Only one portion of the data is to be written out: from the line bearing "[1157, 750]" through the line bearing "Target: duck's wing". Write it exactly as it appears.

(Region pointing data)
=== Begin Enclosure ===

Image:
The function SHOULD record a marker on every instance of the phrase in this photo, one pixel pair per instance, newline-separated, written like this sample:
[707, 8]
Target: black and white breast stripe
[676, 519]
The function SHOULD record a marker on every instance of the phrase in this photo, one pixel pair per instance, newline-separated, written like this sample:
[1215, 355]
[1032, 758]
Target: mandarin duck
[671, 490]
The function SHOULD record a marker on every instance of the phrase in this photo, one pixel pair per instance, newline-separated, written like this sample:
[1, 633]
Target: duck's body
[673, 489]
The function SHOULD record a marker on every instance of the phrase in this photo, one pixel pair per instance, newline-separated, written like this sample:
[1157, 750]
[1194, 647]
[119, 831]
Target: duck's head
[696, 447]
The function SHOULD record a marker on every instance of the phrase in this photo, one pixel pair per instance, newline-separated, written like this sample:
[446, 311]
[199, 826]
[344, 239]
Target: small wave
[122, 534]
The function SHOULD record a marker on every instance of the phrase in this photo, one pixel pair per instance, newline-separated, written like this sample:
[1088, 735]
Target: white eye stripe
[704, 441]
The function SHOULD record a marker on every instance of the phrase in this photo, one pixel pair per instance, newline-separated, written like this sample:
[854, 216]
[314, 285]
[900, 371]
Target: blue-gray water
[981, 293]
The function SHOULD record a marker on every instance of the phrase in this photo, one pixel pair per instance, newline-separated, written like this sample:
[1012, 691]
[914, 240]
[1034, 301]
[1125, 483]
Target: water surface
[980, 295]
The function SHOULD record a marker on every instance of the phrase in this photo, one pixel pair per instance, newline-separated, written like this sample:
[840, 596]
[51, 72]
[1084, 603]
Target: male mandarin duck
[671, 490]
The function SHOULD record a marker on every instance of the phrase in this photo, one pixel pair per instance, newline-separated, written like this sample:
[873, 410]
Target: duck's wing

=== End Enclosure ===
=== Begin Enclosure ===

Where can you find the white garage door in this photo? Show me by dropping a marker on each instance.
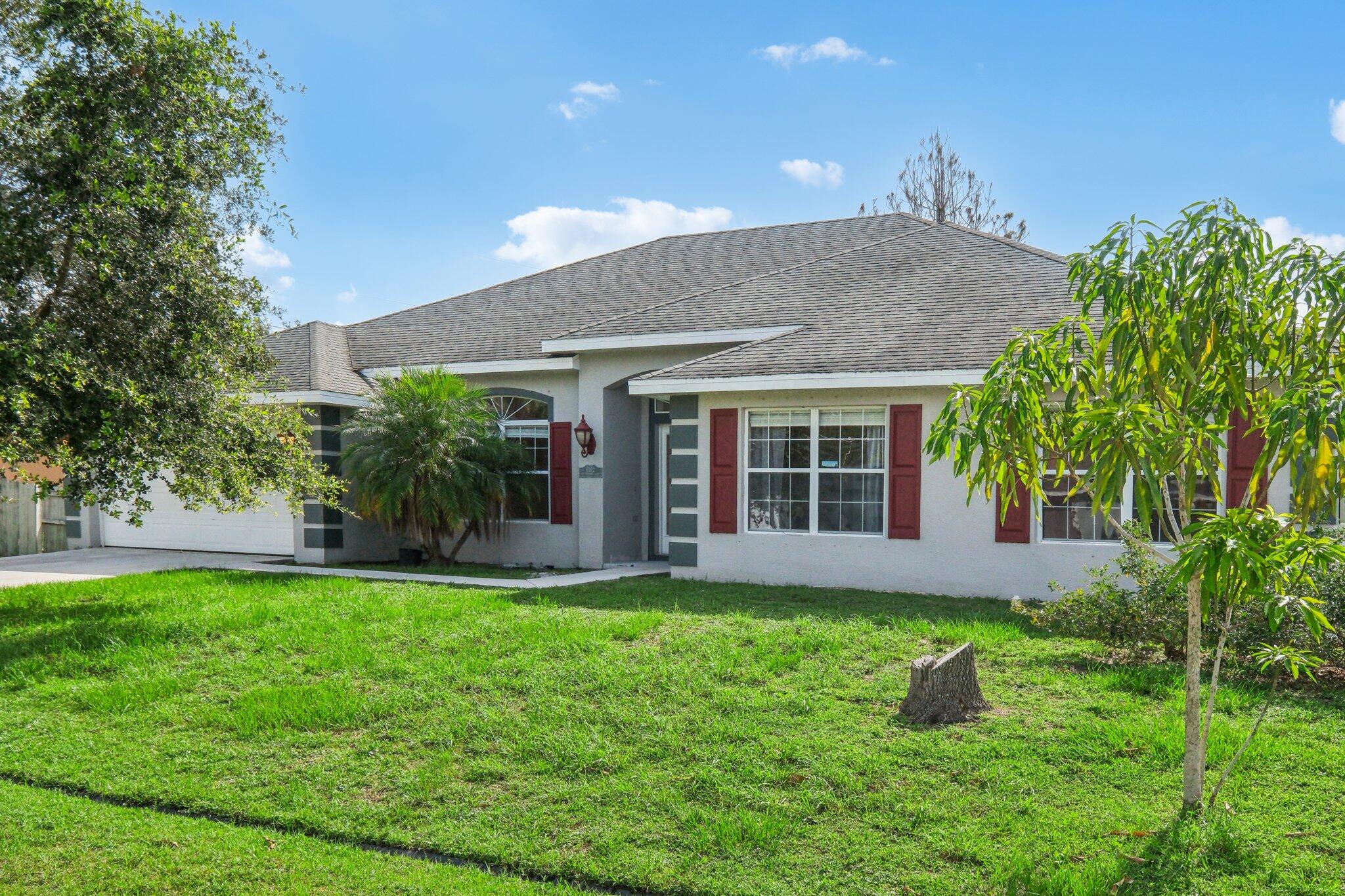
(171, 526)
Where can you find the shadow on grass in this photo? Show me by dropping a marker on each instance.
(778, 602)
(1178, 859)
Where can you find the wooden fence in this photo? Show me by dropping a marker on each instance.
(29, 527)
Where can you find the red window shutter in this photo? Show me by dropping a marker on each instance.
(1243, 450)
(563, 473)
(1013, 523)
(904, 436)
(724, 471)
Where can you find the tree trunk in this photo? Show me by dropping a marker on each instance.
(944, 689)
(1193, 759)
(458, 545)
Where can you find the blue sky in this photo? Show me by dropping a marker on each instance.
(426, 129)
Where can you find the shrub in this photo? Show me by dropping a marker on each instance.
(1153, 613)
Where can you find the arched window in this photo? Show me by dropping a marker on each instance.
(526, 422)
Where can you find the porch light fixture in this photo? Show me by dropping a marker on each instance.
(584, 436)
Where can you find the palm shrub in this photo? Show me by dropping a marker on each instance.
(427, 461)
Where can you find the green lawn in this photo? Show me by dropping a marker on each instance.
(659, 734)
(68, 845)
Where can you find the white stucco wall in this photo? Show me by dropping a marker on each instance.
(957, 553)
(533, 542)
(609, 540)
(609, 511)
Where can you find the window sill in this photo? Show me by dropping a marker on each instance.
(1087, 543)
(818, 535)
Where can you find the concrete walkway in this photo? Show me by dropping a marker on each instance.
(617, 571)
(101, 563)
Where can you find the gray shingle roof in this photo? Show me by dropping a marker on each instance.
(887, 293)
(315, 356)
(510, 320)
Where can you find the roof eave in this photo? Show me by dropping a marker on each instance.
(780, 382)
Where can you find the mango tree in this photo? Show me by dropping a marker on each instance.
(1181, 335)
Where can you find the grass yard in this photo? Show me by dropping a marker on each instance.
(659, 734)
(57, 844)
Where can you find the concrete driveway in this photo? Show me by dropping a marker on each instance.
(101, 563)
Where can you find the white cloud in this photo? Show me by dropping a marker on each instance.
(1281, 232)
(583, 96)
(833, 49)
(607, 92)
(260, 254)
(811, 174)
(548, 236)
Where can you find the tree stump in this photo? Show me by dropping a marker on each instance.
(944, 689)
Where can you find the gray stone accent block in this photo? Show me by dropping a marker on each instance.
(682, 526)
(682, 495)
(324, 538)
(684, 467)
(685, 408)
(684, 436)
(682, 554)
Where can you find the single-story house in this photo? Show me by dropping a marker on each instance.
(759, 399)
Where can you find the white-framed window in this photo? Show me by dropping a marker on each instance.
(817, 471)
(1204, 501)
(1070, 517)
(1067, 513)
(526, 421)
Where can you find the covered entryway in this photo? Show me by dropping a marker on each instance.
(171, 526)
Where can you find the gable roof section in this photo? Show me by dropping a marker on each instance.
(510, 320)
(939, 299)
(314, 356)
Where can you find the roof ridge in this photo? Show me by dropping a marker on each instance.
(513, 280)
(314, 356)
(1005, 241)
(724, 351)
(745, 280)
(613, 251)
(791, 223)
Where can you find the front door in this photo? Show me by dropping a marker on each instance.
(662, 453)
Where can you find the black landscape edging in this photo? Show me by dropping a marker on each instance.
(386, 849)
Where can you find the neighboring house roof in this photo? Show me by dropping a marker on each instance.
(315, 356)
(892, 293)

=== End Enclosure ===

» WRITTEN SOLUTION
[1157, 750]
[1194, 647]
[119, 831]
Target: duck's head
[696, 447]
The function SHOULD record a marker on every instance of the phrase in this photo, one pixel pair per instance, newline-separated, written like this sample:
[446, 311]
[199, 826]
[344, 239]
Target: small wave
[122, 534]
The function SHOULD record a marker on every instance of the phrase in this photo, one pixel pair per instance, newline-separated, written like this sample:
[1088, 735]
Target: white eye stripe
[704, 441]
The function SHOULD record a marker on every instance of the phrase in this photo, one pixel pair per instance, newline-separated, written like this sample:
[854, 216]
[314, 285]
[900, 371]
Target: blue-gray water
[981, 293]
The function SHOULD record a marker on every instance of the phrase in this photo, one pixel pair per instance, newline-separated, written like this sample:
[1012, 691]
[914, 240]
[1034, 301]
[1125, 483]
Target: water surface
[980, 295]
The function SHOULD record a marker on every instance of the phrase in this photo, one pixel pair per instance, newline-separated, written like this sample:
[840, 596]
[51, 72]
[1084, 603]
Target: male mandarin duck
[671, 490]
The function SHOULD record a marker on every instance of the phrase in this photo, one pixel pair per instance, newline-separated, written like this sample:
[873, 410]
Target: duck's wing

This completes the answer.